__PROBLEM DESCRIPTION__
Transcribe the entries in full, keeping each word as it is.

__MATERIAL FOR THIS TASK__
━━━━━━━━━━
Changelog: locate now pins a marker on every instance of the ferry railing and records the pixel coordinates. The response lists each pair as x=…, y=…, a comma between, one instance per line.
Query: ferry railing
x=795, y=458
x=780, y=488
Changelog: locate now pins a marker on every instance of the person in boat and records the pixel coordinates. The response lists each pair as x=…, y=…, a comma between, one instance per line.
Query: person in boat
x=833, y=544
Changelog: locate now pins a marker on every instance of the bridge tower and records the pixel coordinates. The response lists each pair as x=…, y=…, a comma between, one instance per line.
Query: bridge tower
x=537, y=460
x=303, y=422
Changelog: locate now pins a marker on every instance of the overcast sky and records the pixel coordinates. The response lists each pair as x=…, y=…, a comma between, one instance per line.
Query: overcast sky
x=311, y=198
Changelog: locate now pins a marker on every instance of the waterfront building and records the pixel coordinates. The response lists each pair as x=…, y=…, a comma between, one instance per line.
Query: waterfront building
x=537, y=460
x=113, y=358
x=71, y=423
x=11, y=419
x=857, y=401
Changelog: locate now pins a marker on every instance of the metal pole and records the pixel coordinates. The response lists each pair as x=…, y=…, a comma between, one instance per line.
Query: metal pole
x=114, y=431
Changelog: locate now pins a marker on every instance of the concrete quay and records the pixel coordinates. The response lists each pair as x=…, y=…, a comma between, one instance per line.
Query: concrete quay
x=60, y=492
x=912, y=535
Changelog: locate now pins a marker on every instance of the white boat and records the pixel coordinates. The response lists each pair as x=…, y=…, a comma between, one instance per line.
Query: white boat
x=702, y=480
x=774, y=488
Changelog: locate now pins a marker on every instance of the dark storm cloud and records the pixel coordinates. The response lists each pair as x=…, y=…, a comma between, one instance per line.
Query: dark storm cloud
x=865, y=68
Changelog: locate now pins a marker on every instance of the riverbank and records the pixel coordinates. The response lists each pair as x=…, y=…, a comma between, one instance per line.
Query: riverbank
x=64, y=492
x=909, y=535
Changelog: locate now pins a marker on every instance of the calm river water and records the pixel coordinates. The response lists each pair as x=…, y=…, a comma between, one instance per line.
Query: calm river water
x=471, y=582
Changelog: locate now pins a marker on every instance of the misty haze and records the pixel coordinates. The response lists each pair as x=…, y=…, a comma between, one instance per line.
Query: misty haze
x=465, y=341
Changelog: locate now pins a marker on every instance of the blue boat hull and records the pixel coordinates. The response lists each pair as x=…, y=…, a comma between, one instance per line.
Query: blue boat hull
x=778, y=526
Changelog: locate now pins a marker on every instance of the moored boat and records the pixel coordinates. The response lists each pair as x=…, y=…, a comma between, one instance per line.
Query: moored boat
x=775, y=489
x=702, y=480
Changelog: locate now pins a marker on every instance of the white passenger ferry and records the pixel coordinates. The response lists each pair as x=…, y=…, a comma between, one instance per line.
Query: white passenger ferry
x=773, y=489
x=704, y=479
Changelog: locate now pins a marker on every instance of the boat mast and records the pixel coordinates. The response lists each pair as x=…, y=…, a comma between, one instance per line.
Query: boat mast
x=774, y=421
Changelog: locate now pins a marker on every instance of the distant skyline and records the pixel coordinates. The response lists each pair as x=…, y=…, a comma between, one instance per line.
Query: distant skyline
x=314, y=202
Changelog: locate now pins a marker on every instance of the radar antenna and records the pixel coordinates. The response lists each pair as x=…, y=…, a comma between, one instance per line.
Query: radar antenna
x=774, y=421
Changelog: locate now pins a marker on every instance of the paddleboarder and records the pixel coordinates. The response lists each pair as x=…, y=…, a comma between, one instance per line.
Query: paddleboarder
━━━━━━━━━━
__ANSWER TO THE PROBLEM__
Changelog: locate now pins a marker on every instance of the ferry railing and records the pixel coordinates. The response lists each pair as x=…, y=…, a comma between, one instance per line.
Query: ferry railing
x=795, y=458
x=780, y=488
Changelog: locate now pins a marker on every instance of the person in boat and records the pixel coordinates. The response lists each pair as x=…, y=…, a comma between, one instance per line.
Query: person in boat
x=833, y=544
Changelog: locate now pins a marker on every instance of the bridge tower and records the pixel coordinates. The response lists each pair as x=…, y=…, a comma between, one instance per line.
Query: bridge tower
x=537, y=460
x=303, y=422
Changelog: locate now pins a marker on every instance of the overcast sky and records the pixel coordinates. The response lists each pair as x=…, y=…, a comma between, one instance per line.
Query: overcast sky
x=311, y=198
Changelog: locate now pins a marker on every instance of the waterfront building and records the pixel coordinates. The response lists each pair as x=…, y=…, a comma between, one instance per line.
Query: waterfront building
x=537, y=460
x=113, y=358
x=71, y=423
x=11, y=419
x=857, y=401
Changelog: locate now pins a marker on every instance of the metal pole and records the pixel coordinates. The response lists each pair as x=…, y=…, a comma between, one instance per line.
Query: metal pole
x=114, y=431
Changelog: locate now pins a marker on every instance of the concrete quay and records the pixel coordinates. The response lists each pair as x=…, y=…, a comma between, one instance per line.
Query: concrete quay
x=60, y=492
x=912, y=535
Changelog: locate now pins a marker on every instance of the white boat and records the pixel coordinates. The response lists each pair as x=…, y=…, a comma between, one instance per line.
Query: white boat
x=702, y=480
x=774, y=488
Changelog: locate now pins a marker on every instance of the dark storm cloud and records the pixel coordinates. The response lists each pair as x=…, y=…, a comma between, one instance per line.
Query: dark storm cloud
x=865, y=68
Changelog: locate now pins a marker on every instance of the riverbank and records the pixel coordinates. The response lists each pair as x=…, y=…, a comma between, one instance per line.
Query: riverbank
x=64, y=492
x=909, y=535
Changelog: locate now pins a marker on every instance of the calm river water and records the pixel coordinates. The response lists each pair as x=…, y=…, a comma between, one instance per line.
Query: calm river water
x=471, y=582
Changelog: locate now pins a marker on every instance of the misty haze and records the pixel coordinates. The response lists each pair as x=…, y=…, a comma between, one instance per line.
Query: misty haze
x=465, y=341
Changelog: locate now pins a marker on every instance of the blue boat hull and records the pixel coordinates. The response lists each pair as x=…, y=…, a comma between, one instance per line.
Query: blue boat hull
x=778, y=526
Changelog: locate now pins a marker on every instance of the moored boat and records the pixel coordinates. The response lists each pair as x=…, y=…, a comma between, one instance per line.
Query: moored boat
x=775, y=489
x=702, y=480
Changelog: locate now pins a marker on every instance of the white passenger ferry and records the pixel coordinates. The response lists each pair as x=…, y=…, a comma between, one instance per line.
Query: white passenger ferry
x=773, y=489
x=704, y=479
Changelog: locate now pins a marker on every instance of the boat mast and records the pixel coordinates. The response lists each pair as x=…, y=…, a comma between, one instance per line.
Query: boat mast
x=774, y=421
Changelog: locate now pins a marker on every instance of the distant skyline and records the pixel coordinates. The response lists each pair as x=…, y=…, a comma between, one instance per line.
Query: distant skyline
x=314, y=202
Changelog: locate now pins a marker on every instance of the radar antenna and records the pixel coordinates. The response lists each pair as x=…, y=…, a comma between, one instance per line.
Query: radar antenna
x=774, y=421
Changelog: locate now pins a marker on every instance of the paddleboarder and records the pixel coordinates. The response lists each pair as x=…, y=…, a comma between, one instance per line.
Query: paddleboarder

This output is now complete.